## Reading passage
%%
The Lost Black Scholar Resurrecting Allison Davis in American Social Thought
by David A. Varel
University of Chicago Press, 2018
Cloth: 978-0-226-53488-6 | Paper: 978-0-226-75443-7 | Electronic: 978-0-226-53491-6
DOI: 10.7208/chicago/9780226534916.001.0001
ABOUT THIS BOOKAUTHOR BIOGRAPHYREVIEWSTABLE OF CONTENTS

ABOUT THIS BOOK

Allison Davis (1902–83), a preeminent black scholar and social science pioneer, is perhaps best known for his groundbreaking investigations into inequality, Jim Crow America, and the cultural biases of intelligence testing. Davis, one of America’s first black anthropologists and the first tenured African American professor at a predominantly white university, produced work that had tangible and lasting effects on public policy, including contributions to Brown v. Board of Education, the federal Head Start program, and school testing practices. Yet Davis remains largely absent from the historical record. For someone who generated such an extensive body of work this marginalization is particularly surprising. But it is also revelatory.

In The Lost Black Scholar, David A. Varel tells Davis’s compelling story, showing how a combination of institutional racism, disciplinary eclecticism, and iconoclastic thinking effectively sidelined him as an intellectual. A close look at Davis’s career sheds light not only on the racial politics of the academy but also the costs of being an innovator outside of the mainstream. Equally important, Varel argues that Davis exemplifies how black scholars led the way in advancing American social thought. Even though he was rarely acknowledged for it, Davis refuted scientific racism and laid bare the environmental roots of human difference more deftly than most of his white peers, by pushing social science in bold new directions. Varel shows how Davis effectively helped to lay the groundwork for the civil rights movement.
%%
## Supplied records
%%
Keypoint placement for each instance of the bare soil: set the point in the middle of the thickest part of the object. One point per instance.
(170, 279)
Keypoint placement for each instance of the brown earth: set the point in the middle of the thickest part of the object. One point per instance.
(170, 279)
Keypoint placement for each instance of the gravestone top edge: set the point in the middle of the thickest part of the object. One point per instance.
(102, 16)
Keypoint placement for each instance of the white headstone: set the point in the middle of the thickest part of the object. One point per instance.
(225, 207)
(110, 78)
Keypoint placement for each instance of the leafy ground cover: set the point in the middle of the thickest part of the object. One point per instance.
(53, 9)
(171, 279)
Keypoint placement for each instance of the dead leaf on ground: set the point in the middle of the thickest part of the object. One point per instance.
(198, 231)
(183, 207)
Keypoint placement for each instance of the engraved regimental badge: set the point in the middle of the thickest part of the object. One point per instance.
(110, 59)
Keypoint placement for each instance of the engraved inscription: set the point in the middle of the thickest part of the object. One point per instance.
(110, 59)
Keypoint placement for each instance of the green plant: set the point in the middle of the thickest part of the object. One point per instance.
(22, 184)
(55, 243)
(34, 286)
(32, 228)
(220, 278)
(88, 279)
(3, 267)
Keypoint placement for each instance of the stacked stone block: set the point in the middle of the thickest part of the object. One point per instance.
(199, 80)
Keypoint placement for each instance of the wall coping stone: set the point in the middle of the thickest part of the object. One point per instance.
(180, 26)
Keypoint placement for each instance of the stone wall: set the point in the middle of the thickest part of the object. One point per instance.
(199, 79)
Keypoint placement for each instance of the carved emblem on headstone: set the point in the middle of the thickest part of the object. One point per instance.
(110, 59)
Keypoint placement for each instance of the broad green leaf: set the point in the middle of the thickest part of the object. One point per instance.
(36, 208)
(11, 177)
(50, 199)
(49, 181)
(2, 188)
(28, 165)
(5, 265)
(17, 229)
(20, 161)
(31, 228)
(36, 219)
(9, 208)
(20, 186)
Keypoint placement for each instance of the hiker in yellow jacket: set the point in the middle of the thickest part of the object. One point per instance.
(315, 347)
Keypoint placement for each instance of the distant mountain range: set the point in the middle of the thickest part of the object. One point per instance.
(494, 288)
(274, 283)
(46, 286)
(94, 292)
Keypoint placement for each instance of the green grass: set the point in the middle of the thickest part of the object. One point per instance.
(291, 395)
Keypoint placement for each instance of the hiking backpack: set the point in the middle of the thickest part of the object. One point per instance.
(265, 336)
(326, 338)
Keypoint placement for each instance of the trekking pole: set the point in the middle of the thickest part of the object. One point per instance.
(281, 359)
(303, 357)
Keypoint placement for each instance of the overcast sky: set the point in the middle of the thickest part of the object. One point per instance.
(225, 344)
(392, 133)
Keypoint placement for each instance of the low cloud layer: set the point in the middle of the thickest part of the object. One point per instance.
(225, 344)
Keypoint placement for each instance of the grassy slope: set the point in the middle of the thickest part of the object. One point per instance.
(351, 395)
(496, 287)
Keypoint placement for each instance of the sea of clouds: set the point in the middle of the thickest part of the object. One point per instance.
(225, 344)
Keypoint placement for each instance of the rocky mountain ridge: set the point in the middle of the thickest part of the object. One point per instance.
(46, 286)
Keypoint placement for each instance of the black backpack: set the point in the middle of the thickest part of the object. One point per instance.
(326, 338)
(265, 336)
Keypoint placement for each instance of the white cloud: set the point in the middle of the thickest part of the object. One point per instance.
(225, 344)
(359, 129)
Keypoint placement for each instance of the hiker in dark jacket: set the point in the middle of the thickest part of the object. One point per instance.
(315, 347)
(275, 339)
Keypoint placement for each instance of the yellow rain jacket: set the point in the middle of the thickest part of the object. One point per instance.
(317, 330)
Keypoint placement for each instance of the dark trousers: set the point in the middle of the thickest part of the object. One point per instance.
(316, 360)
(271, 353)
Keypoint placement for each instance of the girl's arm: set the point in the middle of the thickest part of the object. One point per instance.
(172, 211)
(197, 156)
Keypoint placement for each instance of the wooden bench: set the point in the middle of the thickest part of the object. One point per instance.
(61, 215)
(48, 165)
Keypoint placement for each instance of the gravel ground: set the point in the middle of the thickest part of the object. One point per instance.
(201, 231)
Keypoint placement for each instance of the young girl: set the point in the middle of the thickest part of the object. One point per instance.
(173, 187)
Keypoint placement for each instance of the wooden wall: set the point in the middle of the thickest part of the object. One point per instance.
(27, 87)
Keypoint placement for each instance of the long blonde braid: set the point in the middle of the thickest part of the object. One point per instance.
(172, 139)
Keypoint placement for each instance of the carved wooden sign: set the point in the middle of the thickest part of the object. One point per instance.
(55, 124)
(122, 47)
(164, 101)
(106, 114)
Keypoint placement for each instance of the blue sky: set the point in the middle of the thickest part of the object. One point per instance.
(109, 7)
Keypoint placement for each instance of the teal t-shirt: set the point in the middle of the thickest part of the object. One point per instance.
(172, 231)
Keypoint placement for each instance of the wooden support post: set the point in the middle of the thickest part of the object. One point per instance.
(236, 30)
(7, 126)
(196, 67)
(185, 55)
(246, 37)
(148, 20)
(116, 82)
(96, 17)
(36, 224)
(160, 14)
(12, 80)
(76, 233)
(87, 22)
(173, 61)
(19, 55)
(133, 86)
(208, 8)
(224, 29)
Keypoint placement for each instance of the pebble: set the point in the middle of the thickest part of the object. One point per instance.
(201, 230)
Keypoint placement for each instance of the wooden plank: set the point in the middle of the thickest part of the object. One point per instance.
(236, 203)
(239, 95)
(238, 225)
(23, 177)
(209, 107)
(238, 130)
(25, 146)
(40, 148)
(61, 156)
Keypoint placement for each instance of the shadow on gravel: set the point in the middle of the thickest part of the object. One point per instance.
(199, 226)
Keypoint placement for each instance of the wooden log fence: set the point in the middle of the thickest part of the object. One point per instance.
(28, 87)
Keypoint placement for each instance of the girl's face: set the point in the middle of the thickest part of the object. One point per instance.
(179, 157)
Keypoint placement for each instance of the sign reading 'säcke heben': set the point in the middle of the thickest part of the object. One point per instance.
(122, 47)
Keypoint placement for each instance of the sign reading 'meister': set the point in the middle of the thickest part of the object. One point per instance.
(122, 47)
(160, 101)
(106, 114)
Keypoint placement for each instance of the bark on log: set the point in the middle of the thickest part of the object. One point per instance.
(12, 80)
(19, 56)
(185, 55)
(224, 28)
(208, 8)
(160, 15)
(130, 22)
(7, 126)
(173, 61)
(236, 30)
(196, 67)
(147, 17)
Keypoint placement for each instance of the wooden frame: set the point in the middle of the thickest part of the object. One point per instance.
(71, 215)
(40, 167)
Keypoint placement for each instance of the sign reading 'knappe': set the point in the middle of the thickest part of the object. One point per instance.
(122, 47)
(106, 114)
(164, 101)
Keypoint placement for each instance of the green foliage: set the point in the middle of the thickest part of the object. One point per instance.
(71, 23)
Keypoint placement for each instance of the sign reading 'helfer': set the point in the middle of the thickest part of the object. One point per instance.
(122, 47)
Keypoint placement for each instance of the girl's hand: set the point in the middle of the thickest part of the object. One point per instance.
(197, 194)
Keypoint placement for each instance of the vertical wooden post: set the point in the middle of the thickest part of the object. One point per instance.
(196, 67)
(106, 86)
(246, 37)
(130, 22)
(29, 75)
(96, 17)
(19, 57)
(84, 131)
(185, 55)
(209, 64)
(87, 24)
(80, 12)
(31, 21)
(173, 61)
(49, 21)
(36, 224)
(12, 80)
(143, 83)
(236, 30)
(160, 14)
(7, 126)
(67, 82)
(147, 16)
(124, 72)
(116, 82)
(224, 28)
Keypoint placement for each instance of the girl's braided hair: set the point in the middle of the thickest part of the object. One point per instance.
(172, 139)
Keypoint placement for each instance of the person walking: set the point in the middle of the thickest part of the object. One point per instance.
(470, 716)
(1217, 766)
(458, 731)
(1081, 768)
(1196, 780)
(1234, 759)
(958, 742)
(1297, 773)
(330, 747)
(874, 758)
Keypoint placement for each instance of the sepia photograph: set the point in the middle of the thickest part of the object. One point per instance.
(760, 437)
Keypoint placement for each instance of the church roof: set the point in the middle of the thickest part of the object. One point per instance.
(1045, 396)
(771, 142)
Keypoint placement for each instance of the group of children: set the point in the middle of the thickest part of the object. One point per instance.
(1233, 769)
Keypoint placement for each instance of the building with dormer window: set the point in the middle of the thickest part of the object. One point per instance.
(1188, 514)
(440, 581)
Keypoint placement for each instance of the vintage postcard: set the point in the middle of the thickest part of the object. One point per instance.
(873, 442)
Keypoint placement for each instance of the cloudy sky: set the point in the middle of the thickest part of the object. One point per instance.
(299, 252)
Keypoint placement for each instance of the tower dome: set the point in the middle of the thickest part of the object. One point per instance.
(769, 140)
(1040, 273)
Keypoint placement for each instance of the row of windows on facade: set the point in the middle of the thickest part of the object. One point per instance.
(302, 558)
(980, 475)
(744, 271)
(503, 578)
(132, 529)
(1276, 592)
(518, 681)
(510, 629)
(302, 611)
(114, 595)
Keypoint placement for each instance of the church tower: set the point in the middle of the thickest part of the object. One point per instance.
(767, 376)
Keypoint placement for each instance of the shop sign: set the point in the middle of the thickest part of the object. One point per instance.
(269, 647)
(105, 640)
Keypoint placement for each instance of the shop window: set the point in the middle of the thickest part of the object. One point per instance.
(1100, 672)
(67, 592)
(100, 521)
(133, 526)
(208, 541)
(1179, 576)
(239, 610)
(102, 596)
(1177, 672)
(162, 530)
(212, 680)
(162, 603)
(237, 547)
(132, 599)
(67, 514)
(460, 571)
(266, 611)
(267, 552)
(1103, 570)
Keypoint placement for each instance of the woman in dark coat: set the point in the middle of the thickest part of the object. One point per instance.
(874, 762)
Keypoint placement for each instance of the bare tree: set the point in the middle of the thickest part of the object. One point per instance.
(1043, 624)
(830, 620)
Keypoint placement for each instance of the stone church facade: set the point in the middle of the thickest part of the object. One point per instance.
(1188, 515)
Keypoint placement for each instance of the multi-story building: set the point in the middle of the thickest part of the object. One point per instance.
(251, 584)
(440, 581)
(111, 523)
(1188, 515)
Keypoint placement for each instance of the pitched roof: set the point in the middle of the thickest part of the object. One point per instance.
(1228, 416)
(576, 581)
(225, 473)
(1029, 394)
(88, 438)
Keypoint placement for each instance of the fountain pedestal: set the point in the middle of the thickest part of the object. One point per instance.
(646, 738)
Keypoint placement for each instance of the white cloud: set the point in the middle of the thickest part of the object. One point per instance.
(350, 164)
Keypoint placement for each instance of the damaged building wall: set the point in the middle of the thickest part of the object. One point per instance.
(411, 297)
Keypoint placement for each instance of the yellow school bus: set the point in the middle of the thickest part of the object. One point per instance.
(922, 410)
%%
## Aim of the exercise
In the book description, rewrite the passage from "In The Lost" up to and including "civil rights movement.", substituting "pushed aside" for "sidelined".

## Answer
In The Lost Black Scholar, David A. Varel tells Davis’s compelling story, showing how a combination of institutional racism, disciplinary eclecticism, and iconoclastic thinking effectively pushed aside him as an intellectual. A close look at Davis’s career sheds light not only on the racial politics of the academy but also the costs of being an innovator outside of the mainstream. Equally important, Varel argues that Davis exemplifies how black scholars led the way in advancing American social thought. Even though he was rarely acknowledged for it, Davis refuted scientific racism and laid bare the environmental roots of human difference more deftly than most of his white peers, by pushing social science in bold new directions. Varel shows how Davis effectively helped to lay the groundwork for the civil rights movement.